→ Provided text
■ ■ ■ ■ ■

Dwarkesh Patel asked Jensen Huang directly whether TPUs threaten Nvidia, why Nvidia stays out of the hyperscaler business, and whether the US should sell AI chips to China. Huang argued the supply chain itself, from TSMC to ODM packaging in Taiwan, is the actual moat, and pushed the case that letting China buy Nvidia chips is better than ceding the market to Huawei.

GitHub Next's Maggie Appleton calls the 'one person plus a wall of Claudes' vision a single-player fantasy that ignores how real software gets built. Her team's prototype, Ace, is a multiplayer agent workspace where engineers share chats, context, and cloud machines like Slack crossed with GitHub. The argument: scaling individual output cannot fix problems that need teams to coordinate.

Ahrefs analysed 1.4 million ChatGPT prompts to figure out which retrieved pages get cited and which get ignored. Title relevance to ChatGPT's internal 'fanout queries' is the dominant signal, with cited pages scoring 0.602 versus 0.484 for non-cited. Reddit makes up 67.8% of all non-cited URLs despite heavy retrieval, and natural-language URL slugs hit an 89.78% citation rate.

■ ■ ■ ■ ■

→ Extracted entries
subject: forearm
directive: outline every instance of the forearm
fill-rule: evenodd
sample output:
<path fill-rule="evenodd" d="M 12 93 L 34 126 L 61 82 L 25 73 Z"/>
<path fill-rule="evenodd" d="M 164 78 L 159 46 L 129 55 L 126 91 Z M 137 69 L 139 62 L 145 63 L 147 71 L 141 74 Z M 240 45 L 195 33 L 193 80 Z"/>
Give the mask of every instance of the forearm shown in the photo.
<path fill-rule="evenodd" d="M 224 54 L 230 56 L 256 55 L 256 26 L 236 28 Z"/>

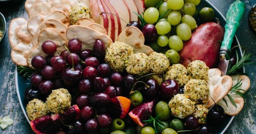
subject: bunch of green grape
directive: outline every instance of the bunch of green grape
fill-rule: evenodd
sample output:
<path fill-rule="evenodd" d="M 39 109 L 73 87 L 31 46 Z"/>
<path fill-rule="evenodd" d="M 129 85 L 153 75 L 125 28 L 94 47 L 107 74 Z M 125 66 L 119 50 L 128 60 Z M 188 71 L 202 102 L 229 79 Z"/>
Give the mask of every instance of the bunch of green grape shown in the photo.
<path fill-rule="evenodd" d="M 146 22 L 148 24 L 155 24 L 159 35 L 157 43 L 158 47 L 164 48 L 161 52 L 166 54 L 171 64 L 179 62 L 180 55 L 178 52 L 183 48 L 183 41 L 190 39 L 191 31 L 197 26 L 194 18 L 197 17 L 199 12 L 196 10 L 196 6 L 200 3 L 200 1 L 167 0 L 161 3 L 158 6 L 147 7 L 148 8 L 144 13 Z M 150 4 L 147 1 L 155 2 L 154 4 L 153 3 Z M 159 0 L 145 1 L 145 4 L 146 6 L 155 6 L 159 1 Z M 153 43 L 150 44 L 152 45 L 150 46 L 153 48 L 157 47 L 155 43 L 154 46 Z M 168 45 L 169 47 L 166 49 Z"/>

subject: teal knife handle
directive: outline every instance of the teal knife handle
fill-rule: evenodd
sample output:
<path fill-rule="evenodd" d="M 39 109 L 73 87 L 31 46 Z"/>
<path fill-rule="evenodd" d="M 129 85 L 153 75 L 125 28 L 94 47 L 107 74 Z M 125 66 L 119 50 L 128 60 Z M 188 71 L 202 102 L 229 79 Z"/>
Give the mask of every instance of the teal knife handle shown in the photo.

■ ■ ■ ■ ■

→ Required actions
A – According to the provided text, what share of all non-cited URLs does Reddit account for?
B – Copy the provided text word for word, beginning at the words "GitHub Next's Maggie" and stopping after the words "89.78% citation rate.".

→ Answers per task
A – 67.8%

B –
GitHub Next's Maggie Appleton calls the 'one person plus a wall of Claudes' vision a single-player fantasy that ignores how real software gets built. Her team's prototype, Ace, is a multiplayer agent workspace where engineers share chats, context, and cloud machines like Slack crossed with GitHub. The argument: scaling individual output cannot fix problems that need teams to coordinate.

Ahrefs analysed 1.4 million ChatGPT prompts to figure out which retrieved pages get cited and which get ignored. Title relevance to ChatGPT's internal 'fanout queries' is the dominant signal, with cited pages scoring 0.602 versus 0.484 for non-cited. Reddit makes up 67.8% of all non-cited URLs despite heavy retrieval, and natural-language URL slugs hit an 89.78% citation rate.